* Point annotation dataset records:
----------
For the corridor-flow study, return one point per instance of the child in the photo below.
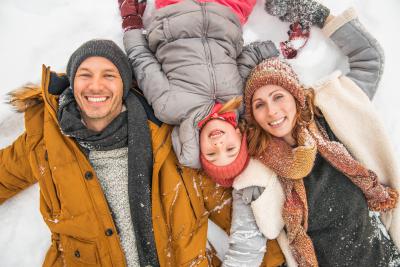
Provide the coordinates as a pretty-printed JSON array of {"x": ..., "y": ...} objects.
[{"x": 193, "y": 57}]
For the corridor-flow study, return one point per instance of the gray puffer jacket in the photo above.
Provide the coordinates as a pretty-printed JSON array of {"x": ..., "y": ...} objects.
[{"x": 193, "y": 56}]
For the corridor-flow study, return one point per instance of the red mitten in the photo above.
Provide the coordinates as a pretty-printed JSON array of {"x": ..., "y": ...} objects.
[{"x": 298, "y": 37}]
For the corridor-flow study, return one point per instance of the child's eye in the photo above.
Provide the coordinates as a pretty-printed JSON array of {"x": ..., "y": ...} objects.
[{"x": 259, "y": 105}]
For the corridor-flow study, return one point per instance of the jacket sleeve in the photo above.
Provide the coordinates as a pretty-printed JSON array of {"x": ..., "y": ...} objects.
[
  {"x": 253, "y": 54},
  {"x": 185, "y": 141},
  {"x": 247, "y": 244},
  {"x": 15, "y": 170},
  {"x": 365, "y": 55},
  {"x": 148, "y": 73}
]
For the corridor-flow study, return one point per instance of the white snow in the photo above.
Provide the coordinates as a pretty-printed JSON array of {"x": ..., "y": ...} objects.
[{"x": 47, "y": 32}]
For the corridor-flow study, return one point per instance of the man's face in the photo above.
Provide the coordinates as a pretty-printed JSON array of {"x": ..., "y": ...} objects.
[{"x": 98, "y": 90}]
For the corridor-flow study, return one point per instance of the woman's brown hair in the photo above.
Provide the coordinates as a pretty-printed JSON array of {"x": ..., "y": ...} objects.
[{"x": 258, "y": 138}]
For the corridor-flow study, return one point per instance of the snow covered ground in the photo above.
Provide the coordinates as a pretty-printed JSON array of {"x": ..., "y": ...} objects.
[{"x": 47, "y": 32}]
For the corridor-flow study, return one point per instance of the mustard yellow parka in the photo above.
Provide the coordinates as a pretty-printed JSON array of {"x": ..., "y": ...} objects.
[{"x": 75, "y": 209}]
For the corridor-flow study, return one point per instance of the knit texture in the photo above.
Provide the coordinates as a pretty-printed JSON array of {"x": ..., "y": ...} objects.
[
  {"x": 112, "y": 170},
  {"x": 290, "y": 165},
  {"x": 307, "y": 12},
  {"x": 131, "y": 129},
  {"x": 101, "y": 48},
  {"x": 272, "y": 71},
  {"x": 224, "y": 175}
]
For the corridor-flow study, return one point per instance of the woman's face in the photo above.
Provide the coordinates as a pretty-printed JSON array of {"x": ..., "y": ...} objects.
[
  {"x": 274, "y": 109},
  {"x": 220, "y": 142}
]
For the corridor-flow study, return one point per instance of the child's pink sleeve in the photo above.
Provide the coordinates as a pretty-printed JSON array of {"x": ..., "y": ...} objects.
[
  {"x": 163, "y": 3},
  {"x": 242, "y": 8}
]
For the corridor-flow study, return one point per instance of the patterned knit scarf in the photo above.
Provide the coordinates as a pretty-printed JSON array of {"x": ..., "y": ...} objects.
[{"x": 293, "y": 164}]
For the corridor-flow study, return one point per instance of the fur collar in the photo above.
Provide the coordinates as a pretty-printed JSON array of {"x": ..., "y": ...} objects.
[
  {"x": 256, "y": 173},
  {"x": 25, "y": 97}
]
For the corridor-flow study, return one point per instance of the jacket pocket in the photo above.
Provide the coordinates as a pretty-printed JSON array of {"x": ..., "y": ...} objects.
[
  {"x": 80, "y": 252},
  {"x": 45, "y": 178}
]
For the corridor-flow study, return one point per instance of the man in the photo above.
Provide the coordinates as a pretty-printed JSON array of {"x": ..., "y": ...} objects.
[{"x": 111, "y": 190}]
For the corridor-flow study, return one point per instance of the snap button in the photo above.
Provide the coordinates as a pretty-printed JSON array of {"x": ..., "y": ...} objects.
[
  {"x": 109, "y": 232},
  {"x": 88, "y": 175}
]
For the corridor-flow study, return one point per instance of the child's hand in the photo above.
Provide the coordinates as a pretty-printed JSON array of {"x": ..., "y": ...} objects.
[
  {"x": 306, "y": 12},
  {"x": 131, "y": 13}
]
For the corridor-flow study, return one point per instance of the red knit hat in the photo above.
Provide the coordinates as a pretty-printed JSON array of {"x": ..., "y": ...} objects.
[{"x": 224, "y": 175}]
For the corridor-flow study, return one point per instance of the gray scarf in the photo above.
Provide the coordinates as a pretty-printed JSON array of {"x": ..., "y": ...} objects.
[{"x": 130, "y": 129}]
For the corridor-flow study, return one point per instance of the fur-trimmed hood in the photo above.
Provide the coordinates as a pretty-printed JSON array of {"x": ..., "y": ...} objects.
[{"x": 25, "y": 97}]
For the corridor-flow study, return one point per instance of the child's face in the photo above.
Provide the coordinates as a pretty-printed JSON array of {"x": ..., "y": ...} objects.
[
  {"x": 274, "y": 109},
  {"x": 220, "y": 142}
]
----------
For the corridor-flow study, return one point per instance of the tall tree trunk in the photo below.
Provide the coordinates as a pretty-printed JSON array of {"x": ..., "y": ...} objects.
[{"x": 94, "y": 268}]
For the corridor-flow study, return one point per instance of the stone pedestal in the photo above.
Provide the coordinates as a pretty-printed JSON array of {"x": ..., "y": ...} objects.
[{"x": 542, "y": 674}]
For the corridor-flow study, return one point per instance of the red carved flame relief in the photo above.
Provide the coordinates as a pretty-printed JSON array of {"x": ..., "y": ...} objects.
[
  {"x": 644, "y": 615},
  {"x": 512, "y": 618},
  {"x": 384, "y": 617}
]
----------
* Stated task: In the listing above, count the lines that contain the string "face", matching case exactly. Reply with the number only.

* Exercise result: 3